= TEXTO FORNECIDO =
________________

Das origens da leitura

>> segunda-feira, 30 de março de 2009


Leitura silenciosa?
Até há pouco, se me perguntassem o que sabia sobre as origens da leitura, teria resposta pronta, papagueando de hieróglifos, de sinais gravados em barro, de como esses sinais eram destinados a transmitir um recado, e até de como e onde nascera o alfabeto..
Não me pretendendo perita no assunto, julgava saber o bastante para me sair bem da pergunta, e para não me espantar com alguma nova revelação sobre a materia. Há, é verdade, revelações e revelações. Não há dia em que não tenhamos ocasião de dizer: – tem graça. isto não sabia eu. Mas que fiquemos abismados de espanto, é que não sucede todos os dias.

________________

= TAREFAS =
(a) Segundo o texto sobre as origens da leitura, o que é que não sucede todos os dias?
(b) Prossiga o texto sobre as origens da leitura a partir da sua última frase.

________________

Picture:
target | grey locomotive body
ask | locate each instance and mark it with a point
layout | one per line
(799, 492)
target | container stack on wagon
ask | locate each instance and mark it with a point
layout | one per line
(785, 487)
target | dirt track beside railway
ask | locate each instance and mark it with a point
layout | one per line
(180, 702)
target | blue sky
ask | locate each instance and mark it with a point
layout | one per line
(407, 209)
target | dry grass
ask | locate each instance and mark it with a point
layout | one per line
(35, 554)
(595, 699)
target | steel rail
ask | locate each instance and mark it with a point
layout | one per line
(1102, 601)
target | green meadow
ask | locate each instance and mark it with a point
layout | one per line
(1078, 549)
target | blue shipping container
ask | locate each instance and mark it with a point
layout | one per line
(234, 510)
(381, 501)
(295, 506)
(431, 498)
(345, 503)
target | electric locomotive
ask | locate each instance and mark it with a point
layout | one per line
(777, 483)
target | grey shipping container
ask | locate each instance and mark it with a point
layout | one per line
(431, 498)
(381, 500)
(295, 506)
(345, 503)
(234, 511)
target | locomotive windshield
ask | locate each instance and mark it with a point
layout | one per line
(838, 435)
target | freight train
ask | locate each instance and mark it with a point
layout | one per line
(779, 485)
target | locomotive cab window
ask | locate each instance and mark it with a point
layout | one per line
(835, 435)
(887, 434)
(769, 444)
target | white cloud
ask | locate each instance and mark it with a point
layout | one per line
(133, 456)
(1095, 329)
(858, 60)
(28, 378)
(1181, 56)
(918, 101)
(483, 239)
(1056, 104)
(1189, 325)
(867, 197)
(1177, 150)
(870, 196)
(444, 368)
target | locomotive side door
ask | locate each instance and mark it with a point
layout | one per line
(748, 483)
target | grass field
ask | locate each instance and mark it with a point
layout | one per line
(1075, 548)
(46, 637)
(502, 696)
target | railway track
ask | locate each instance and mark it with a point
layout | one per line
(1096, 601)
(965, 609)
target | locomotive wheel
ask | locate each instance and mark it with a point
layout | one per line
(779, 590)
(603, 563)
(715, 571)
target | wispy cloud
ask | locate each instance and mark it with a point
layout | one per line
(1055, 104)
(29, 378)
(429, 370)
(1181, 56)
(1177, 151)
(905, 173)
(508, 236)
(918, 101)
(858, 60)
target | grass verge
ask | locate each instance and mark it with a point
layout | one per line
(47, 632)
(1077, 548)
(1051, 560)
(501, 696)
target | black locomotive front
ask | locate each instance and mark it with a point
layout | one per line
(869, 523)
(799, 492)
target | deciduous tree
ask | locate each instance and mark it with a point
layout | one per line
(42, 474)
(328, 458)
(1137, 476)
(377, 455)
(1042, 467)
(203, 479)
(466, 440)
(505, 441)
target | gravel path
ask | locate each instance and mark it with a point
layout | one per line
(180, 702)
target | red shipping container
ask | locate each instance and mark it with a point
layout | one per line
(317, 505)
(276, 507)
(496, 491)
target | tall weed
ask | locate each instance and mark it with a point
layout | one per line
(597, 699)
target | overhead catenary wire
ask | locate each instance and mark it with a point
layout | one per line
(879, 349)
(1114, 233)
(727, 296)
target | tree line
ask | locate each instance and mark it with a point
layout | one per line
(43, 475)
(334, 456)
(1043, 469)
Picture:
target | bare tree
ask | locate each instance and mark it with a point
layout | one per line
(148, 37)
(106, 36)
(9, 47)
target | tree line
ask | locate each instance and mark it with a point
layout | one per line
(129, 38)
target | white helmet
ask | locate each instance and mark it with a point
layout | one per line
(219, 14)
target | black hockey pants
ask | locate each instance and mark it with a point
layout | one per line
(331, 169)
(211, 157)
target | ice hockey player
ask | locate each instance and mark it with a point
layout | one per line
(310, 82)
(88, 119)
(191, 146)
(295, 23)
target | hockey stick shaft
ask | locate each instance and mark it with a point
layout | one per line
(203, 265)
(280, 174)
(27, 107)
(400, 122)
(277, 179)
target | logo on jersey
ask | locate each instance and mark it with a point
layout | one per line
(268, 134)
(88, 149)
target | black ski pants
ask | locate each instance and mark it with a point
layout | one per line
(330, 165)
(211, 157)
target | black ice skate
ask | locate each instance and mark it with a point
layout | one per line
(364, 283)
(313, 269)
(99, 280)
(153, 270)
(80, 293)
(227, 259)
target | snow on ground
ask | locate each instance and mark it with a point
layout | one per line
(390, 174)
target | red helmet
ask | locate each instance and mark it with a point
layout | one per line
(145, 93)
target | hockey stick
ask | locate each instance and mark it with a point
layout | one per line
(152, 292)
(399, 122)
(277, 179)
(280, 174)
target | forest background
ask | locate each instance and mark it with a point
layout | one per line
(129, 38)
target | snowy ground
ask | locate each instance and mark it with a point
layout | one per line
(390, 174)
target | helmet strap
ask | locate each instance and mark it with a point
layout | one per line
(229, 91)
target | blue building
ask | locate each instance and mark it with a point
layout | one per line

________________

= RESPOSTAS POR TAREFA =
(a) Que fiquemos abismados de espanto.

(b)
Pois sucedeu-me agora. Num livro sobre a história da leitura leio que: “Quando, onde. e porque razão as pessoas começaram a ler, isso não sabemos. A questão do início da história da leitura, está ligada a tantas outras questões, que não é fácil responder à pergunta”. O autor, Hans-Joachim Griep, levanta em seguida outra questão: “quando é que se começou a ler para dentro, silenciosamente?”.
E aí é que eu fiquei de boca aberta e ainda estou, se assim se pode dizer. Ignorava que a leitura nem sempre fora a leitura silenciosa que hoje achamos natural. Pensava que de momento que se lia, que se lia, ou alto ou baixo, ao gosto de cada um. Não sabia que se soletravam alto os sinais, as letras, que só se lia alto, porque não se conhecia outra forma de o fazer.
Griep escreve a esse respeito, que é a partir do séc. V.a.C. que há provas da existência da leitura silenciosa na Grécia. Que por essa altura já havia leitores, não muitos, decerto, que, pela interiorização da voz, estavam em condições de ler mentalmente. Tudo indica que até lá a leitura estava ligada à voz do homem, que os sinais com que se escreviam palavras eram soletrados, lidos, em voz alta” .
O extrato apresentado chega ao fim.